== AIM OF THE TASK ==
Format the data below as a JSON list of strings, one string for each line, with blank lines left out.

Stored items:
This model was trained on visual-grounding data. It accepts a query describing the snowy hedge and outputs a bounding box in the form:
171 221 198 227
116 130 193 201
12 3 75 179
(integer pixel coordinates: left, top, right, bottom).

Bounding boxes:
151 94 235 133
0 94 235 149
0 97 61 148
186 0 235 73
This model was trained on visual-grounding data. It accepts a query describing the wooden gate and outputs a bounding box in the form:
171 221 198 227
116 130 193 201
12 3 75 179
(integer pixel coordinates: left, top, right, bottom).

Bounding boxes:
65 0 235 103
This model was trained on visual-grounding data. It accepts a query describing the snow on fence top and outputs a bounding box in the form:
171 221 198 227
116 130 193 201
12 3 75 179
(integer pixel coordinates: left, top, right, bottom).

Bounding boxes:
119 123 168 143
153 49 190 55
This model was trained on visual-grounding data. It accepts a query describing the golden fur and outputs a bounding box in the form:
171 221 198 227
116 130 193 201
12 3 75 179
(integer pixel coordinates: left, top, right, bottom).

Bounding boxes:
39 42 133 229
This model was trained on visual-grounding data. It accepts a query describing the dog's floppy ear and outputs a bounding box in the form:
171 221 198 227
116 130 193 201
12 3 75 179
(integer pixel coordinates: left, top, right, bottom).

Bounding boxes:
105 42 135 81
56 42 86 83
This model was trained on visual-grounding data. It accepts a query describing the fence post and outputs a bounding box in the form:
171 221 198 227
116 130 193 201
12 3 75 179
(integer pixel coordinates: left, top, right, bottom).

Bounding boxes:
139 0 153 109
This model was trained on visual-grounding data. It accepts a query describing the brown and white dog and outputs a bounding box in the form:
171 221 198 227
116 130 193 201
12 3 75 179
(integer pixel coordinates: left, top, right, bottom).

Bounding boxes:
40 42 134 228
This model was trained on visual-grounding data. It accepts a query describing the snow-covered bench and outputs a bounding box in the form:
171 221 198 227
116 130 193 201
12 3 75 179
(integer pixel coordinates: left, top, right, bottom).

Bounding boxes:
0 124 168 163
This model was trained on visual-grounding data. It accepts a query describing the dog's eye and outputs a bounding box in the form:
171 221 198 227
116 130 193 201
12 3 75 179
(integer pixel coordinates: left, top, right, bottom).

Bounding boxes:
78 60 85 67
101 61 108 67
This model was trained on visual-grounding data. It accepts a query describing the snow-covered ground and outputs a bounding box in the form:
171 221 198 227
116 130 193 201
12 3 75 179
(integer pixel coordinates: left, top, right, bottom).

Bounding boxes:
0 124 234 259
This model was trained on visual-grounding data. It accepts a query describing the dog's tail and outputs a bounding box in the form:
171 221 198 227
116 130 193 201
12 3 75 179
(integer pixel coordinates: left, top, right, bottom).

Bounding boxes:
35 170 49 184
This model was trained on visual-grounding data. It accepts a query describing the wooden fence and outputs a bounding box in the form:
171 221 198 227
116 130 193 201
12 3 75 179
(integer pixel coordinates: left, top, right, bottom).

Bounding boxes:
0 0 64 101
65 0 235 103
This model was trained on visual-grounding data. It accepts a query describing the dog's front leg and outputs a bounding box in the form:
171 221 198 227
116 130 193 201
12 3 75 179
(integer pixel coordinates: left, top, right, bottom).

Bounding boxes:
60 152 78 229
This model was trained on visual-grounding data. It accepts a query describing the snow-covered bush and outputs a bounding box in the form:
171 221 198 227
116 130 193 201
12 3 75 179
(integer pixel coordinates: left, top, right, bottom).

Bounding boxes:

== RESPONSE FOR THIS EXERCISE ==
[
  "This model was trained on visual-grounding data. It accepts a query describing the snowy hedge and outputs a bounding box in the form:",
  "171 221 198 227",
  "116 130 193 201",
  "12 3 75 179",
  "(integer pixel coordinates: left, top, right, bottom).",
  "Bounding boxes:",
  "151 94 235 133",
  "0 94 235 149",
  "0 97 61 148",
  "186 0 235 73",
  "This model was trained on visual-grounding data. It accepts a query describing the wooden gate and outputs a bounding box in the form:",
  "171 221 198 227",
  "116 130 193 201",
  "12 3 75 179",
  "(integer pixel coordinates: left, top, right, bottom).",
  "Bounding boxes:",
  "65 0 235 103",
  "This model was trained on visual-grounding data. It accepts a query describing the snow on fence top and outputs a bounding box in the form:",
  "171 221 198 227",
  "116 130 193 201",
  "12 3 75 179",
  "(integer pixel coordinates: left, top, right, bottom).",
  "Bounding boxes:",
  "119 123 168 143",
  "153 49 190 55",
  "This model was trained on visual-grounding data. It accepts a query describing the golden fur and outputs a bounding box in the form:",
  "171 221 198 227",
  "116 130 193 201",
  "12 3 75 179",
  "(integer pixel coordinates: left, top, right, bottom).",
  "Bounding boxes:",
  "39 42 133 229",
  "This model was trained on visual-grounding data. It accepts a query describing the dog's floppy ear and outputs a bounding box in the form:",
  "171 221 198 227",
  "116 130 193 201",
  "12 3 75 179",
  "(integer pixel coordinates: left, top, right, bottom).",
  "Bounding boxes:",
  "105 42 135 81",
  "56 42 86 83",
  "This model was trained on visual-grounding data. It accepts a query describing the fence post and outputs a bounding box in the form:",
  "171 221 198 227",
  "116 130 193 201",
  "12 3 75 179",
  "(integer pixel coordinates: left, top, right, bottom).",
  "Bounding boxes:",
  "139 0 153 109",
  "This model was trained on visual-grounding data. It accepts a query describing the brown and white dog and outputs a bounding box in the form:",
  "171 221 198 227",
  "116 130 193 201",
  "12 3 75 179",
  "(integer pixel coordinates: left, top, right, bottom).",
  "Bounding boxes:",
  "40 42 134 228",
  "This model was trained on visual-grounding data. It accepts a query describing the snow-covered bench and outputs a bounding box in the form:",
  "171 221 198 227",
  "116 130 193 201",
  "12 3 75 179",
  "(integer pixel coordinates: left, top, right, bottom).",
  "Bounding boxes:",
  "0 124 168 163",
  "This model was trained on visual-grounding data. It accepts a query describing the dog's eye and outputs a bounding box in the form:",
  "171 221 198 227",
  "116 130 193 201",
  "12 3 75 179",
  "(integer pixel coordinates: left, top, right, bottom).",
  "Bounding boxes:",
  "78 60 85 67",
  "101 61 108 67",
  "This model was trained on visual-grounding data. It accepts a query describing the snow-covered ground and outputs a bounding box in the form:",
  "171 221 198 227",
  "116 130 193 201",
  "12 3 75 179",
  "(integer pixel coordinates: left, top, right, bottom).",
  "Bounding boxes:",
  "0 124 234 259",
  "This model was trained on visual-grounding data. It accepts a query describing the dog's tail and outputs a bounding box in the form:",
  "171 221 198 227",
  "116 130 193 201",
  "12 3 75 179",
  "(integer pixel coordinates: left, top, right, bottom).",
  "Bounding boxes:",
  "35 170 49 184",
  "This model was trained on visual-grounding data. It accepts a query describing the wooden fence and outputs a bounding box in the form:",
  "171 221 198 227",
  "116 130 193 201",
  "12 3 75 179",
  "(integer pixel coordinates: left, top, right, bottom).",
  "Bounding boxes:",
  "0 0 64 101",
  "65 0 235 103",
  "This model was trained on visual-grounding data. It accepts a query describing the dog's front leg and outputs a bounding box in the form:",
  "171 221 198 227",
  "116 130 193 201",
  "12 3 75 179",
  "(integer pixel coordinates: left, top, right, bottom).",
  "Bounding boxes:",
  "60 152 78 229",
  "This model was trained on visual-grounding data. It accepts a query describing the snow-covered bush and outputs a bounding box in the form:",
  "171 221 198 227",
  "116 130 193 201",
  "12 3 75 179",
  "(integer pixel coordinates: left, top, right, bottom).",
  "Bounding boxes:"
]